**Your instructions:** The result should be a verbatim copy of the whole listing.

**Extracted entries:**
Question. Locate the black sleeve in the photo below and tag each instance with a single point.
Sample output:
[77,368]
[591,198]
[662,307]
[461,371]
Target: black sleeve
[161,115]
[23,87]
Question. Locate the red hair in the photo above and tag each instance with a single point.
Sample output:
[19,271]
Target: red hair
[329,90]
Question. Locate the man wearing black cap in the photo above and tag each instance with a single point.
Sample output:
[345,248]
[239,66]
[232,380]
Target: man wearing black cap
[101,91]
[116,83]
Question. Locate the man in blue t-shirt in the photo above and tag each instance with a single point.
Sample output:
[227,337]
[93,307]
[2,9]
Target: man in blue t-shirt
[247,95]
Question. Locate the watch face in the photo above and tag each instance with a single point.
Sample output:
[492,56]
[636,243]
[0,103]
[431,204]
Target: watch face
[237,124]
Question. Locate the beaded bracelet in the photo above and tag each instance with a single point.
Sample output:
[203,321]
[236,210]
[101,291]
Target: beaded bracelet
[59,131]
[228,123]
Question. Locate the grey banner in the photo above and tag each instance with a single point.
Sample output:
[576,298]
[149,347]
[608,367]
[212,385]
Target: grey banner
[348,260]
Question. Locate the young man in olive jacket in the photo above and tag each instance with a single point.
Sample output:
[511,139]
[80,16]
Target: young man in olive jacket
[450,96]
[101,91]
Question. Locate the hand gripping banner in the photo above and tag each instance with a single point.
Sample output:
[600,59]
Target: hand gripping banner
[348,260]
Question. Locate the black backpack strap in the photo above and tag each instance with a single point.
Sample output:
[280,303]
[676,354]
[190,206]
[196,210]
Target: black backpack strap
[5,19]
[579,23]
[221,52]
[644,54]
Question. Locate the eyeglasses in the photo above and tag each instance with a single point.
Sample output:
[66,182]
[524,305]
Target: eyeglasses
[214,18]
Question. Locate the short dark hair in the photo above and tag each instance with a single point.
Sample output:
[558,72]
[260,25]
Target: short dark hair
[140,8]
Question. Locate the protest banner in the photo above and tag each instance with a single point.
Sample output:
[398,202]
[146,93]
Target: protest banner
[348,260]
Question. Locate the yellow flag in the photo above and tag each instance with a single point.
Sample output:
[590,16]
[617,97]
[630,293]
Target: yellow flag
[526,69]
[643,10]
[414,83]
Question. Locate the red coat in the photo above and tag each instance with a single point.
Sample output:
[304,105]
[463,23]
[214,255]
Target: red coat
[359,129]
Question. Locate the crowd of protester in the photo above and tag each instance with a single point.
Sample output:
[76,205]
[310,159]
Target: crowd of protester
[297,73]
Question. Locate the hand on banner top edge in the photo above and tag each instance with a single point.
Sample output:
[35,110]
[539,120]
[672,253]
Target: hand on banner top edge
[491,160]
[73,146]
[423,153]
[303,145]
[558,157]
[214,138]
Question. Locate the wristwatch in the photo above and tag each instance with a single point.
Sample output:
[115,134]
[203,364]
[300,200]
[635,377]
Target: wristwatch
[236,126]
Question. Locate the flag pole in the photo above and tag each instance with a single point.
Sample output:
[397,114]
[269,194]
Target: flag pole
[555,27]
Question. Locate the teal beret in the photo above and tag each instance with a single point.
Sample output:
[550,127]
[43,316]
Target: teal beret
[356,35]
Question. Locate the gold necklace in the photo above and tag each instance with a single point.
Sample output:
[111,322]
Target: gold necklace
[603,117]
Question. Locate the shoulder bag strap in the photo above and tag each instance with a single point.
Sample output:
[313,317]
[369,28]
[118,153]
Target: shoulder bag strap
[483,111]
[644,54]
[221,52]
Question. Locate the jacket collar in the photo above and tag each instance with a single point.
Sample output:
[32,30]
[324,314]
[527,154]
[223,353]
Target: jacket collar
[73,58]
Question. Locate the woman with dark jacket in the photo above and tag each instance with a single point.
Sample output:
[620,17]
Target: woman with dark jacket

**Your response:**
Question. Locate the black sleeve in the photo below and tag each instance with a single point.
Sample output:
[77,368]
[591,198]
[662,307]
[461,371]
Target: black sleeve
[161,115]
[23,87]
Question. Locate the red hair in the photo above and tag each instance with a single point.
Sample output:
[19,271]
Target: red hair
[329,90]
Question. Locate the man wearing black cap in the photo above and tag each instance with a single point.
Sample output:
[345,248]
[239,66]
[232,380]
Target: man wearing black cap
[101,91]
[116,83]
Question. Locate the man in blue t-shirt in the photo above and tag each instance with a single point.
Sample output:
[227,337]
[93,307]
[2,9]
Target: man in blue t-shirt
[247,95]
Question. Locate the watch face in the photo above and tag each instance with a single point.
Sample output:
[492,56]
[636,243]
[0,103]
[431,204]
Target: watch face
[237,124]
Question. Locate the beaded bracelet in the photo above and tag each instance with a single point.
Sample output:
[203,321]
[236,210]
[101,291]
Target: beaded bracelet
[59,131]
[228,123]
Question. Locate the grey banner in the photo above and tag each instance with a single point.
Sample output:
[576,298]
[149,347]
[608,367]
[212,385]
Target: grey banner
[348,260]
Question. Locate the young man in olive jacket in the photo above and tag each instance with a single point.
Sample output:
[511,139]
[80,16]
Target: young man in olive jacket
[450,96]
[101,91]
Question. Locate the hand gripping banner in the photo above and tag each instance with a single point.
Sample output:
[600,59]
Target: hand gripping banner
[348,260]
Question. Locate the black backpack strap in the photo above and tag each instance with a single point.
Sample output:
[280,303]
[676,354]
[190,206]
[196,210]
Target: black backpack strap
[5,19]
[579,23]
[221,52]
[644,54]
Question. Locate the eyeglasses in the photo above and tag each instance with a single point.
Sample output:
[66,182]
[524,305]
Target: eyeglasses
[214,18]
Question. Locate the short dark hair in the photo above and tag each instance with a single point.
Sample output:
[558,72]
[260,25]
Target: short dark hair
[140,8]
Question. Locate the protest banner in the photo above and tag each instance with a single point.
Sample output:
[398,202]
[146,93]
Target: protest banner
[348,260]
Question. Locate the yellow flag in the photo above and tag each instance with a single point.
Sample output:
[590,16]
[617,97]
[630,293]
Target: yellow flag
[526,69]
[643,10]
[414,83]
Question. Locate the red coat in the photo above and tag each instance with a single point.
Sample output:
[304,105]
[463,23]
[214,255]
Target: red coat
[359,129]
Question. Locate the crowd of protester in the photo above and tag each instance with a single point.
Sample output:
[76,205]
[310,159]
Target: crowd of protester
[297,73]
Question. Locate the hand on banner top edge in the photo above and tag each instance with a single point.
Sample output:
[35,110]
[539,120]
[672,253]
Target: hand on banner top edge
[491,160]
[73,146]
[423,153]
[303,145]
[558,157]
[214,138]
Question. Locate the wristwatch in the photo above and tag each instance with a single point.
Sample output:
[115,134]
[203,364]
[300,200]
[635,377]
Target: wristwatch
[236,126]
Question. Locate the flag pole in the photo above and tag each instance with a single point.
Sample output:
[397,114]
[269,194]
Target: flag pole
[555,27]
Question. Locate the teal beret in the photo above and tag each instance with a single point.
Sample output:
[550,127]
[43,316]
Target: teal beret
[356,35]
Question. Locate the gold necklace in the photo above and tag each instance with a single point.
Sample output:
[111,322]
Target: gold necklace
[603,117]
Question. Locate the shoulder bag strap in the photo above and tag each instance with a single point.
Sample output:
[313,317]
[369,28]
[118,153]
Target: shoulder bag strap
[483,111]
[644,54]
[221,52]
Question. Locate the jacket collar in the photo above and tag each instance with a single point.
Sample output:
[32,30]
[324,314]
[527,154]
[223,353]
Target: jacket collar
[73,58]
Question. Locate the woman with dark jacket in the photo above and tag each instance with a single point.
Sample output:
[620,17]
Target: woman with dark jacket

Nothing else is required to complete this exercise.